=== Task to complete ===
Whenever the word "Target" turns up in a line below, that line should be copied.

———

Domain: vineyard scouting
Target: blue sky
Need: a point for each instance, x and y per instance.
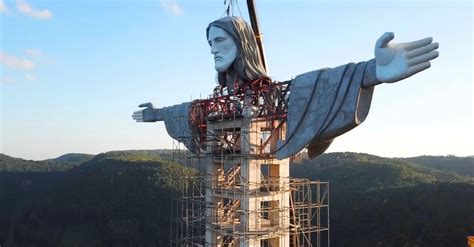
(72, 72)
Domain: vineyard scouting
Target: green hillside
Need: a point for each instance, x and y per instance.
(123, 198)
(378, 201)
(460, 165)
(71, 159)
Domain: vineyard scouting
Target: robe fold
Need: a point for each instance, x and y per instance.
(323, 104)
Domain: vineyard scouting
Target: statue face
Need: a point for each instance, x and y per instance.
(223, 48)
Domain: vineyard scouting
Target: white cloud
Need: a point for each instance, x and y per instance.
(6, 79)
(171, 6)
(34, 53)
(3, 7)
(26, 9)
(30, 77)
(13, 62)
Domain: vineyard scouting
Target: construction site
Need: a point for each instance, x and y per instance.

———

=== Written response ===
Target: blue sky
Target: green hillside
Target: robe fold
Target: statue face
Target: white cloud
Target: construction site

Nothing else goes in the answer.